• [PROBLEM REQUIREMENTS]: Copy out the records precisely, omitting pictures.

• [INPUT]:
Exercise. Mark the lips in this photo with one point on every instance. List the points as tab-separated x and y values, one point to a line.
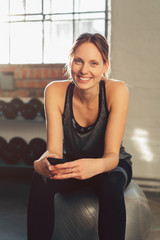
85	79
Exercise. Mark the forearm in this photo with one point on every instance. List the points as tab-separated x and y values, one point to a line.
109	161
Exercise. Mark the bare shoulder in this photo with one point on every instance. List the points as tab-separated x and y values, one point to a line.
55	93
116	92
57	87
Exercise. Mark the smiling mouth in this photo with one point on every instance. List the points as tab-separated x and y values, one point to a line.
84	79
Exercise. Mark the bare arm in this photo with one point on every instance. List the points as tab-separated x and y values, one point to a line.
53	103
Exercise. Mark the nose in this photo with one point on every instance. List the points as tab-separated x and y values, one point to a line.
84	68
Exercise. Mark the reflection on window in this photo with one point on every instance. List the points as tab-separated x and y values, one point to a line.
43	31
141	140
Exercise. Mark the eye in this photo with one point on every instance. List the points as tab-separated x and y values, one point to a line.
78	60
94	63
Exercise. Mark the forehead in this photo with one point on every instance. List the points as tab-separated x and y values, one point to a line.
88	50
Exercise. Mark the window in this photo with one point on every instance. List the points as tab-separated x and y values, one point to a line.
43	31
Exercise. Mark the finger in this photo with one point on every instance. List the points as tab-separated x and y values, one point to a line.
65	176
67	165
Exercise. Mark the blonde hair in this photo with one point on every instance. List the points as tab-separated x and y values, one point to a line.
97	39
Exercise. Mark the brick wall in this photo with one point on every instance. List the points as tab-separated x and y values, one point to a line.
29	80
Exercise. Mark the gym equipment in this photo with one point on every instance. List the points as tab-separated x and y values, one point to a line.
76	215
36	148
38	105
3	146
9	111
18	103
28	111
15	151
20	148
9	155
2	104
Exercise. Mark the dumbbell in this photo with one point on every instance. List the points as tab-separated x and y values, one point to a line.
28	111
18	103
16	151
36	148
39	107
2	104
3	147
10	111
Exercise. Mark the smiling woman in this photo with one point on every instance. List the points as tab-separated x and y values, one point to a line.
86	118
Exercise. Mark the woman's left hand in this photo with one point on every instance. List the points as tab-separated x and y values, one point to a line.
80	169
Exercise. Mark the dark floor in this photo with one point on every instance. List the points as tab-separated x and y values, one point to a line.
13	208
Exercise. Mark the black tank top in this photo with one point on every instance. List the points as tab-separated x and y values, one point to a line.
86	142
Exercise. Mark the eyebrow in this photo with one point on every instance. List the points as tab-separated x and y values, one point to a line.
92	60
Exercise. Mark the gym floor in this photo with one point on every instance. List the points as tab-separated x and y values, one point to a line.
13	208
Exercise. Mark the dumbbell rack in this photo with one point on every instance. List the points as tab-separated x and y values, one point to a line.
20	127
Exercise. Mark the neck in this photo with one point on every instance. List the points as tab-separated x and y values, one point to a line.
87	95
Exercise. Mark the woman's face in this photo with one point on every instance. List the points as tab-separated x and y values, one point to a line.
87	66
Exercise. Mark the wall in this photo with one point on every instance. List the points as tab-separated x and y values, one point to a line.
28	80
135	59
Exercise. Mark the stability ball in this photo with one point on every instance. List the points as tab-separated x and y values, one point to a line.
76	215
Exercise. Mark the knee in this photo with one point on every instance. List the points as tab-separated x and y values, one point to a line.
112	184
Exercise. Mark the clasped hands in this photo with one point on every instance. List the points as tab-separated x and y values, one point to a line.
80	169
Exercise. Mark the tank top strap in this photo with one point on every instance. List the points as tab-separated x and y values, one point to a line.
68	99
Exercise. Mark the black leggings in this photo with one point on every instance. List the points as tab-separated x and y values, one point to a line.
109	189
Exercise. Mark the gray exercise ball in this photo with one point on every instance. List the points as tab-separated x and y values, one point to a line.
76	215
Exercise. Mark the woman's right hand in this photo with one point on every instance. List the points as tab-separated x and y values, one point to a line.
41	165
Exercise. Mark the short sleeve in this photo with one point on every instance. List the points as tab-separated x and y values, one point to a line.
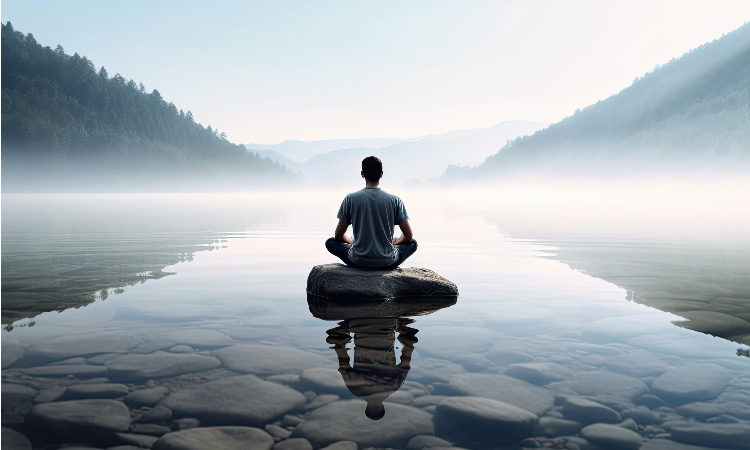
345	212
400	215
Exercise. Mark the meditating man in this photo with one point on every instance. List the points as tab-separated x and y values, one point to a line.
372	214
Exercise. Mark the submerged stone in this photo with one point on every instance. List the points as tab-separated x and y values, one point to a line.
341	282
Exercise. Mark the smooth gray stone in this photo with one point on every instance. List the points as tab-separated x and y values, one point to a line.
324	426
691	383
538	373
478	421
342	445
216	438
502	388
293	444
341	282
603	383
277	432
704	411
718	435
266	360
420	442
199	338
140	440
587	411
76	417
159	365
553	427
322	380
81	345
612	436
77	370
13	440
50	395
103	390
241	400
156	414
146	397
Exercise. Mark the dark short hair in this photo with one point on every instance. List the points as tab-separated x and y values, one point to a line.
372	167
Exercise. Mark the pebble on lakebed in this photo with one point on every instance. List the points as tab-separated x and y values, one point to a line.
338	281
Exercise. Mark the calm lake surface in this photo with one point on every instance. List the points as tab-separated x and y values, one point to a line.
618	319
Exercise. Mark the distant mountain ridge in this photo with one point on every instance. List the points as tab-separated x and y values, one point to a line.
690	116
68	127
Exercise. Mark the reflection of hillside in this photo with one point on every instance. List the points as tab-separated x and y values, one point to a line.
62	272
707	285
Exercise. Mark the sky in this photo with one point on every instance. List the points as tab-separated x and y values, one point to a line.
267	71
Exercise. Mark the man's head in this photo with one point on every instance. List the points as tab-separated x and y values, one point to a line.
372	168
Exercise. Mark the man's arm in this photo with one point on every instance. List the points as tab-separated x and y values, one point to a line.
406	234
340	230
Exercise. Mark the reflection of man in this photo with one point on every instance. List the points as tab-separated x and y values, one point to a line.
375	375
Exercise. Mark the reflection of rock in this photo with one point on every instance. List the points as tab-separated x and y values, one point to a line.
481	421
691	383
538	373
325	426
224	438
159	365
606	384
13	440
612	437
241	400
500	387
266	360
587	411
82	419
342	282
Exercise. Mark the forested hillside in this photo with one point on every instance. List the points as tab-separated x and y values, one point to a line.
689	116
67	126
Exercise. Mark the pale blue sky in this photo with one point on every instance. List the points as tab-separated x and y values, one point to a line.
268	71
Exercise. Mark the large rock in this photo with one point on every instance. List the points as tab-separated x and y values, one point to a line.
346	421
612	437
266	360
341	282
691	383
83	419
242	400
502	388
216	438
477	421
159	365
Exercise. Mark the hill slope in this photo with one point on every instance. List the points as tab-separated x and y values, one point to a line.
690	116
66	126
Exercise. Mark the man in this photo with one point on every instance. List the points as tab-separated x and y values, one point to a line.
372	213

• [REPLY TO THE TASK]:
Exercise. Mark the lips in this photo with one point on every instance. List the points as tab-separated x and y values, one point to a line.
85	79
Exercise. Mark the forearm in this photo with one point on every instance. List the points as tab-separated x and y values, one point to a line.
109	161
Exercise. Mark the bare shoulder in this photo with one point on every instance. List the points as tab-separated x and y values, one point to a line.
55	93
116	92
57	87
Exercise. Mark the smiling mouth in this photo with one point on every instance. List the points as tab-separated x and y values, one point to a line.
84	79
Exercise. Mark the bare arm in this photo with one point on every instance. List the points as tab-separated x and y values, one point to a line.
53	103
Exercise. Mark the nose in this photo with one point on every instance. List the points as tab-separated x and y values, one point to a line.
84	68
Exercise. Mark the reflection on window in this photo with one point on every instance. List the points as tab-separated x and y values, one point to a line.
43	31
141	140
Exercise. Mark the eye in this photo with one point on every instance. List the points as tab-separated x and y values, one point to a line.
78	60
94	63
Exercise. Mark the forehead in this photo with one point on every instance. List the points as tab-separated x and y values, one point to a line.
88	50
Exercise. Mark the window in this photo with one point on every instance. List the points as tab-separated x and y values, one point to a line.
43	31
Exercise. Mark the finger in this photo with one point on every instance. List the points as tab-separated x and y values, one point to a line.
65	176
67	165
Exercise. Mark the blonde hair in this photo with one point on every instance. List the points as tab-separated x and y values, one point to a line.
97	39
Exercise. Mark the brick wall in this photo with one point on every instance. List the points as tab-separated x and y values, one point to a line.
29	80
Exercise. Mark the gym equipment in this photo with one point on every instance. List the points as tab-separated x and y values, one point to a line.
76	215
36	148
38	105
3	146
9	111
18	103
28	111
15	151
20	148
9	155
2	104
Exercise. Mark the dumbbell in this photo with one point on every instance. List the points as tab-separated x and y values, one point to a line.
28	111
18	103
16	151
36	148
39	107
2	104
3	147
10	111
Exercise. Mark the smiling woman in this photo with one point on every instance. List the points as tab-separated x and y values, one point to a line.
86	118
Exercise. Mark the woman's left hand in this photo with one point on every instance. List the points as tab-separated x and y values, one point to a line.
80	169
Exercise. Mark the dark floor in this photo with one point on every instance. List the points as tab-separated x and y values, one point to a line.
13	208
Exercise. Mark the black tank top in this photo with one point on every instance. List the points as tab-separated x and y values, one point to a line.
86	142
Exercise. Mark the eyebrow in this photo with one point on every instance. List the points as tab-separated x and y values, one point to a line.
92	60
Exercise. Mark the gym floor in this photo with one point on every instance. List the points as tab-separated x and y values, one point to a line.
13	208
Exercise. Mark the dumbbell rack in this photo with one point on every instance. List the points as tab-separated x and y values, one point to a line.
20	127
Exercise. Mark the neck in this photo with one point on every instance. List the points as tab-separated x and y values, one point to a line.
87	95
Exercise. Mark the woman's face in this photo with one point on every instance. List the points as tab-separated x and y values, one point to a line.
87	66
Exercise. Mark the wall in this photo with one point on every instance. List the points as tab-separated x and y values, one point to a line.
28	80
135	59
Exercise. Mark the stability ball in this photo with one point on every instance. List the points as tab-separated x and y values, one point to a line.
76	215
Exercise. Mark the knee in this photo with one point on every instance. List the points as tab-separated x and y values, one point to a line.
112	184
Exercise. Mark the clasped hands in this photo with one point on every instance. List the points as tab-separated x and y values, one point to a line.
80	169
Exercise. Mark the tank top strap in this photo with one point on every instance. List the points as tab-separated x and y values, one point to a line.
68	99
Exercise. Mark the black leggings in this photo with one point on every instance. List the points as tab-separated x and y values, one point to a line.
109	189
Exercise. Mark the gray exercise ball in this photo with one point on every instance. List the points as tab-separated x and y values, one point to a line.
76	215
Exercise. Mark the woman's right hand in this photo with one point on every instance. List the points as tab-separated x and y values, one point to a line.
41	165
Exercise. Mark the short sleeve in this photo with one point on every instance. List the points as tab-separated x and y values, one point to a line.
345	212
400	215
Exercise. Mark the meditating man in this photo with one point on every instance. List the points as tab-separated x and y values, one point to a line.
372	214
Exercise. Mark the submerged stone in this photo with one point on every instance. List the points as tab-separated x and y values, one point to a line.
341	282
Exercise. Mark the smooth gray stone in this photo with one point on every instance. List the points as tab-separated x and y values, one point to a line.
324	426
691	383
538	373
478	421
342	445
216	438
502	388
293	444
341	282
603	383
277	432
704	411
718	435
266	360
420	442
199	338
140	440
587	411
76	417
159	365
553	427
322	380
81	345
612	436
77	370
13	440
50	395
103	390
241	400
156	414
146	397
Exercise. Mark the dark short hair in this photo with one point on every instance. List the points as tab-separated x and y values, one point to a line.
372	167
Exercise. Mark the pebble on lakebed in this photo with one point on every instance. List the points as tab-separated x and y values, one point to a line.
338	281
Exercise. Mark the calm lake surface in this photo with one point on every instance. List the points as tab-separated x and y values, one point to a line.
618	319
Exercise. Mark the distant mountain ridge in this photo with one point on every instance. List the points as tab-separated x and y values, one point to a line.
690	116
68	127
Exercise. Mark the reflection of hillside in this photo with one point on every instance. List the points as tab-separated x and y values, one point to a line.
62	272
707	285
Exercise. Mark the sky in this photo with one point on every instance. List the points as tab-separated x and y values, one point to a line.
267	71
Exercise. Mark the man's head in this photo with one point on every instance. List the points as tab-separated x and y values, one point to a line.
372	168
Exercise. Mark the man's arm in this photo with one point on every instance. List the points as tab-separated x and y values, one point to a line.
406	234
340	230
Exercise. Mark the reflection of man in this photo with one point on every instance. List the points as tab-separated x and y values, one point to a line.
375	375
Exercise. Mark the reflection of rock in this photo with one point on every instance. List the points as tab-separated x and y values, one point to a line.
481	421
691	383
538	373
325	426
224	438
159	365
606	384
13	440
612	437
241	400
500	387
266	360
587	411
82	419
342	282
Exercise. Mark the forested hillside in this photo with one point on every instance. List the points as tab-separated x and y values, one point to a line.
689	116
67	126
Exercise. Mark the pale blue sky in this photo with one point on every instance. List the points as tab-separated x and y values, one point to a line.
268	71
Exercise. Mark the large rock in this photo with one point on every instance. List the points as tab-separated x and y values, one point to a line.
346	421
612	437
266	360
341	282
691	383
83	419
242	400
502	388
216	438
477	421
159	365
Exercise. Mark the hill slope in this photo with one point on every instance. List the points as tab-separated x and y values, one point to a line.
690	116
66	126
Exercise. Mark the man in this photo with one point on every instance. List the points as tab-separated x and y values, one point to a line.
372	213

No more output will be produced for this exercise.